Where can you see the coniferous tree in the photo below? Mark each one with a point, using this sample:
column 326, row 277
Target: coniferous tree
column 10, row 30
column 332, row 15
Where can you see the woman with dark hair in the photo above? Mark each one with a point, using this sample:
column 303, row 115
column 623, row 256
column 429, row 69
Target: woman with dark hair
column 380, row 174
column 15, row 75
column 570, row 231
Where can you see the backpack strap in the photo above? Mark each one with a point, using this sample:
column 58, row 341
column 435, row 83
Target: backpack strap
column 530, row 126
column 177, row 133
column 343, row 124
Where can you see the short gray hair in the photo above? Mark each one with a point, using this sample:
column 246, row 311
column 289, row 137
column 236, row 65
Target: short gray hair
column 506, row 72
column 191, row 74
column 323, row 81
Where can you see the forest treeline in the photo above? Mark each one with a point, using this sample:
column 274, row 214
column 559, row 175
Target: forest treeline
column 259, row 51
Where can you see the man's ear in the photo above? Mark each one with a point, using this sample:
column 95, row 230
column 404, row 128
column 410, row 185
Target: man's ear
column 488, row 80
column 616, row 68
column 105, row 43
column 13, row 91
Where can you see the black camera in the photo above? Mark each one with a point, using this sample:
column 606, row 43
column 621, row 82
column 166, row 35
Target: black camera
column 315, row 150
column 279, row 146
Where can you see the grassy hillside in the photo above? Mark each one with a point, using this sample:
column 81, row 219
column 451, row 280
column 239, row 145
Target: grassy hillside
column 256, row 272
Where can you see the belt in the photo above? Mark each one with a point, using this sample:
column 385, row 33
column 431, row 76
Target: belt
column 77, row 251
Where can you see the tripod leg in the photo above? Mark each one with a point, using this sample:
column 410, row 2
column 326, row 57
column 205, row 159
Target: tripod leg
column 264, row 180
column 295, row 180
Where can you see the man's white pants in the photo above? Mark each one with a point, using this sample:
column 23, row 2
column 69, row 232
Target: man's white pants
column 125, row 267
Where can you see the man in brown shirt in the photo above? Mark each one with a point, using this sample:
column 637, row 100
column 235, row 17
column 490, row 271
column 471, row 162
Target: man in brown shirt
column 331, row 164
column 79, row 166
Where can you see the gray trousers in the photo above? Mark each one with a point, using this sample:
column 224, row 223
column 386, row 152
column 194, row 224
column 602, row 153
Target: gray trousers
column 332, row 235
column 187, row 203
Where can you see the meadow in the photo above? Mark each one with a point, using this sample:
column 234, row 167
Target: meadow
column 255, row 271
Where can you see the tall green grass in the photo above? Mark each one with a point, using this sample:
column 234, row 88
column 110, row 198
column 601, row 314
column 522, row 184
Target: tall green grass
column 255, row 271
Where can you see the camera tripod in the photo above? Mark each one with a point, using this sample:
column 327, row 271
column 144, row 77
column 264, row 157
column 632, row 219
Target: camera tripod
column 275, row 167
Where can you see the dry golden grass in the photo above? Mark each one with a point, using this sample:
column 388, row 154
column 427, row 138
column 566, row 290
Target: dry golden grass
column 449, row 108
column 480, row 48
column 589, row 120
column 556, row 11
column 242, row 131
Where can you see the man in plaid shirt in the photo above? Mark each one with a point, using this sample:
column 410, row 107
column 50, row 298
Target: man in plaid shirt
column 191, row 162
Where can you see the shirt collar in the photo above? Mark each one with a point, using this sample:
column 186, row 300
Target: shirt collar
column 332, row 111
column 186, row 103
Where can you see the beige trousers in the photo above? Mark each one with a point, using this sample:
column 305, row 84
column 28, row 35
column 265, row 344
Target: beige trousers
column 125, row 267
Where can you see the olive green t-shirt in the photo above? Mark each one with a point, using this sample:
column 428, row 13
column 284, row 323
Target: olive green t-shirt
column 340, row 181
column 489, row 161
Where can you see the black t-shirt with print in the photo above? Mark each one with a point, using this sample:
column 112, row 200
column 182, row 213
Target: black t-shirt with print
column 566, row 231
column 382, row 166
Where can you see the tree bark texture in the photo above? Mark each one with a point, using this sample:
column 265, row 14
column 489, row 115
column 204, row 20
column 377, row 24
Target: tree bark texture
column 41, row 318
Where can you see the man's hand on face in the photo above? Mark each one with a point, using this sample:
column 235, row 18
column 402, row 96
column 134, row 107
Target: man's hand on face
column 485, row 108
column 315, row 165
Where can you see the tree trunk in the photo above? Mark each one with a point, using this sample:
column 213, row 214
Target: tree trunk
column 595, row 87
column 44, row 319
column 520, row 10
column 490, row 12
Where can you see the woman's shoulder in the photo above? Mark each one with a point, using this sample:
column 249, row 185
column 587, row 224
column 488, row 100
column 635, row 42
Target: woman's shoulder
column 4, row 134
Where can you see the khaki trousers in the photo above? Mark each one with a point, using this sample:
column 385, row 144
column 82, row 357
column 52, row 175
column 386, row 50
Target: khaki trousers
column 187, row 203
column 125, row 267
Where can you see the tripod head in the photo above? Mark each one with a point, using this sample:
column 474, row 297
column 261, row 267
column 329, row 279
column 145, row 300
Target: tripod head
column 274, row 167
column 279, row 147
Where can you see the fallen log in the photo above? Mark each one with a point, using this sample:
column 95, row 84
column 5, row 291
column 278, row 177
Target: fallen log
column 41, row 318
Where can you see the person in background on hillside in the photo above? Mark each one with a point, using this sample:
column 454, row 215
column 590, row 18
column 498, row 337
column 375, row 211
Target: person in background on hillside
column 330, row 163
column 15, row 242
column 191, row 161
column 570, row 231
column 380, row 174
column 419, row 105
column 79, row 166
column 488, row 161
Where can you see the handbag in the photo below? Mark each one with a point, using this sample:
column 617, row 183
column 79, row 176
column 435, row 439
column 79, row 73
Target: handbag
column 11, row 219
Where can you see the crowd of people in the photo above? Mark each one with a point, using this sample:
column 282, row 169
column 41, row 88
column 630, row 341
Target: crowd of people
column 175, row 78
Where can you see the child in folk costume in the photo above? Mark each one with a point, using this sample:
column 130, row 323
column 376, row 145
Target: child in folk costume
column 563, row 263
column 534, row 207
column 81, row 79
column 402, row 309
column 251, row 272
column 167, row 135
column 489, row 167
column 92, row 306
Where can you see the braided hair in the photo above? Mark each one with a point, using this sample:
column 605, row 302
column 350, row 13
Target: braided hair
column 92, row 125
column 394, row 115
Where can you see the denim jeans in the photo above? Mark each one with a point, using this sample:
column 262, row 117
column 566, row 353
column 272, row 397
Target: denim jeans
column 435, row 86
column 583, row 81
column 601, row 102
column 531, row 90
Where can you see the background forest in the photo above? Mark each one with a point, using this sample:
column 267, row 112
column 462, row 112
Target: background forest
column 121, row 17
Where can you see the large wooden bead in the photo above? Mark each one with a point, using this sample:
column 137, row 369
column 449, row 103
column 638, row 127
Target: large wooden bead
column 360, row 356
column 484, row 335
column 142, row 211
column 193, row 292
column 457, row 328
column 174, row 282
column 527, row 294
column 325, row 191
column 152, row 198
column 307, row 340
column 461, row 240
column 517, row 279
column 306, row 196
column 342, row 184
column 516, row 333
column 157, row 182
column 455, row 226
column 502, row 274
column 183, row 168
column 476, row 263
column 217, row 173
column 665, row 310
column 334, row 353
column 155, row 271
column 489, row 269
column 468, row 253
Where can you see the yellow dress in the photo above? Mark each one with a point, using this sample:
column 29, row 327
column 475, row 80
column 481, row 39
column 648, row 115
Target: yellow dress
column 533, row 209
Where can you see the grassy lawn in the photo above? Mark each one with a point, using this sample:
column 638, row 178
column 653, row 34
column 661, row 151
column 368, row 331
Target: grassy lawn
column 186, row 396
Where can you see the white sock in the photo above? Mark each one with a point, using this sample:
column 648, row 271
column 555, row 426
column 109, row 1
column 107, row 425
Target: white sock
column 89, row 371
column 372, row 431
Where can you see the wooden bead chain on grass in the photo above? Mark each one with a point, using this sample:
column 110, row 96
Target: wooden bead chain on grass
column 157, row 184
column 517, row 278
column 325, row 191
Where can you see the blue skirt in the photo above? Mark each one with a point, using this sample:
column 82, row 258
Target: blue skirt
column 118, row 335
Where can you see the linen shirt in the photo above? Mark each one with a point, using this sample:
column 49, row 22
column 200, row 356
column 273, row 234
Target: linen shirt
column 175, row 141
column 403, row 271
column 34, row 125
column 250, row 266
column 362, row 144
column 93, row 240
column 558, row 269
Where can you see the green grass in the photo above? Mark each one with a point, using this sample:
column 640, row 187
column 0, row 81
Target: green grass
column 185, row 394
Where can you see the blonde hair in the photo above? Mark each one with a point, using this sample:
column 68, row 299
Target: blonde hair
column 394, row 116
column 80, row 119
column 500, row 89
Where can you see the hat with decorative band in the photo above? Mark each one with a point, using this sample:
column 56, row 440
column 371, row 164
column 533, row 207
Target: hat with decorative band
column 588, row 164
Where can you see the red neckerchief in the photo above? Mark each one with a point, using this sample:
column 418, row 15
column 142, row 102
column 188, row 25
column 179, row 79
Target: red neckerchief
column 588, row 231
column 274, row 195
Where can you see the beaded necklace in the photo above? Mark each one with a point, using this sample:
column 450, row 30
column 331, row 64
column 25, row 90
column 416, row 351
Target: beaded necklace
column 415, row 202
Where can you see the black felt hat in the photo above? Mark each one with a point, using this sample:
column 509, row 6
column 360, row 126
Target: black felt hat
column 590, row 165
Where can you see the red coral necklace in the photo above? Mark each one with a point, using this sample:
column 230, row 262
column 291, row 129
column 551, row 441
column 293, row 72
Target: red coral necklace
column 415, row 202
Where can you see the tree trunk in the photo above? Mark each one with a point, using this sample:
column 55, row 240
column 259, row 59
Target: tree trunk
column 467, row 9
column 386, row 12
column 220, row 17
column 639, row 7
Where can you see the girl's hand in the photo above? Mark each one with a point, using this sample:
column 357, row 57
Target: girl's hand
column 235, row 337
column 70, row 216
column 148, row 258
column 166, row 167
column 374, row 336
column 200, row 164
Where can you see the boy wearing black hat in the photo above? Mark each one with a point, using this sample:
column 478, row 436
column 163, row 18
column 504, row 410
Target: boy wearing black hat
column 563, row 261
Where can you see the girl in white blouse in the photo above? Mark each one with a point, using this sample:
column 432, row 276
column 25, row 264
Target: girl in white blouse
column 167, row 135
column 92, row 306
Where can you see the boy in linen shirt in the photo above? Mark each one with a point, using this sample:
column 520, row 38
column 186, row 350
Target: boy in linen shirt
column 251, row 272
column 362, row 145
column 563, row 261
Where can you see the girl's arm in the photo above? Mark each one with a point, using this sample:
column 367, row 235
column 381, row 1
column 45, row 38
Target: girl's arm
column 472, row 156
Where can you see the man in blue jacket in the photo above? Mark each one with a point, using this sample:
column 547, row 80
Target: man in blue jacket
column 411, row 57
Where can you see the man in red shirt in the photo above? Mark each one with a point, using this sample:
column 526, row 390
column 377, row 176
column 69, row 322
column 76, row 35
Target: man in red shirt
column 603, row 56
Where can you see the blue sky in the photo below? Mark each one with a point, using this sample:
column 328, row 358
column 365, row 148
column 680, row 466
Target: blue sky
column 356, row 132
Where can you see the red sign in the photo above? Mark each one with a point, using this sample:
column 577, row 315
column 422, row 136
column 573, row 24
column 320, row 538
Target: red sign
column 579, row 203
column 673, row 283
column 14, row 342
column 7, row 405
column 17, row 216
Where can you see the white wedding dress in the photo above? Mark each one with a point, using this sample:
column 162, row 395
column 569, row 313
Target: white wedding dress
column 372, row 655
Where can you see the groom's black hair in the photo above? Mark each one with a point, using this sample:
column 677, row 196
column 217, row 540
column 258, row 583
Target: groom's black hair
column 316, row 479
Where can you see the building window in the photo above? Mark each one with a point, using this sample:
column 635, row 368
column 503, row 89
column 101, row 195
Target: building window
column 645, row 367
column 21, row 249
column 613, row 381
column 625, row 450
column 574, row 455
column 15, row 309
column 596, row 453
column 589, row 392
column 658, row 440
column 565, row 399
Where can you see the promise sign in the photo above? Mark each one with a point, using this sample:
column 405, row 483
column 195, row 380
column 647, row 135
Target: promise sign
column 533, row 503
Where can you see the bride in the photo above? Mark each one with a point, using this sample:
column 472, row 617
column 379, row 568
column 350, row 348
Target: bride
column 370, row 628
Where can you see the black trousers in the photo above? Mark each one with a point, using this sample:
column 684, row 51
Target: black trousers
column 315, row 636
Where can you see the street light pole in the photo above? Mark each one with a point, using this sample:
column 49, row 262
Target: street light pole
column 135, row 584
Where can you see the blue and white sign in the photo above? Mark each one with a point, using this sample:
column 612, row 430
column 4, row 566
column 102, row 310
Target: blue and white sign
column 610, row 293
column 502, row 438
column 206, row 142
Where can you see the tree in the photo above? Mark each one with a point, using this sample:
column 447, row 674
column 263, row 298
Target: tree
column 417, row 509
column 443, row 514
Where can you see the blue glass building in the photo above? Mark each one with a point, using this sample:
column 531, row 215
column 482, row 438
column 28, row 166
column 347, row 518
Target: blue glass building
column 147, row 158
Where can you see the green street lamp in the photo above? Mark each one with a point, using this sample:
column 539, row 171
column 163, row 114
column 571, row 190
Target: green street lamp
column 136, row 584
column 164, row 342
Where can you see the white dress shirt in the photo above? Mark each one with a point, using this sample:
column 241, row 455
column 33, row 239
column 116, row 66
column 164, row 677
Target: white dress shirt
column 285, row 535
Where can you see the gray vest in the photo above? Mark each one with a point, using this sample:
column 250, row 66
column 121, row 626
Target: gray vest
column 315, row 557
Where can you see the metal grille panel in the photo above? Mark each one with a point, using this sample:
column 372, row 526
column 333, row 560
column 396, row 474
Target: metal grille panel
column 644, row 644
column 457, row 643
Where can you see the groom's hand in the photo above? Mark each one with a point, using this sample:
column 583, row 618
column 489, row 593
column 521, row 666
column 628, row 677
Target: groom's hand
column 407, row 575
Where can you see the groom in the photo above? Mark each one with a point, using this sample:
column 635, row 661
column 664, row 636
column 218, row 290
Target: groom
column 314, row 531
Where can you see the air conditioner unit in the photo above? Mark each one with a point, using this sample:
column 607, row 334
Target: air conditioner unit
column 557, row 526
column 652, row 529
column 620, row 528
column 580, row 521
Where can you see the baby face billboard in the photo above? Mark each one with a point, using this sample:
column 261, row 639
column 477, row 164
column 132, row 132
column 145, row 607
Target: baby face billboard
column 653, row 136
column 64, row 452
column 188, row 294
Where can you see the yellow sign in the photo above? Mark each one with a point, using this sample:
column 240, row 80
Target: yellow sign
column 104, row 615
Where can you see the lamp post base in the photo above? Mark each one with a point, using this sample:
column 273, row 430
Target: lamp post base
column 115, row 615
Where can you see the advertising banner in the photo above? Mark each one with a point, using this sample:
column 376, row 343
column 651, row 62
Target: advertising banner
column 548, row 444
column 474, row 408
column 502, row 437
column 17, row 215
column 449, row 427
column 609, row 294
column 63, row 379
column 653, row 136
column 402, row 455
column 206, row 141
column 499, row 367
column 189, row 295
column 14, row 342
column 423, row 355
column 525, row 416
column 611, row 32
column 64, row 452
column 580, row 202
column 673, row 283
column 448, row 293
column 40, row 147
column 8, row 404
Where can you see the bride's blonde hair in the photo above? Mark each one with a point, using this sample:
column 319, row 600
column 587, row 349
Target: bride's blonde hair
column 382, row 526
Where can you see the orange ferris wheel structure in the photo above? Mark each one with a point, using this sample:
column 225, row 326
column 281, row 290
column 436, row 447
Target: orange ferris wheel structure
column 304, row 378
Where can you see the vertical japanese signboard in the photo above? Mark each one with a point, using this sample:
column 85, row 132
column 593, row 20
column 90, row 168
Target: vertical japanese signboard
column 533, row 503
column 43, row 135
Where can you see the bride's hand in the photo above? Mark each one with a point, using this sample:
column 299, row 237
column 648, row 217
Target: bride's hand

[Exercise objective] Copy out the records above without any change, starting at the line containing "Where can you see the yellow dress" and ending at the line containing "column 186, row 396", both of those lines included.

[Task answer]
Where can you see the yellow dress in the photo above? Mark each one with a point, using this sample:
column 29, row 327
column 475, row 80
column 481, row 39
column 648, row 115
Target: yellow dress
column 533, row 209
Where can you see the grassy lawn in the photo above? Mark each one with a point, using this sample:
column 638, row 178
column 653, row 34
column 661, row 151
column 368, row 331
Target: grassy lawn
column 186, row 396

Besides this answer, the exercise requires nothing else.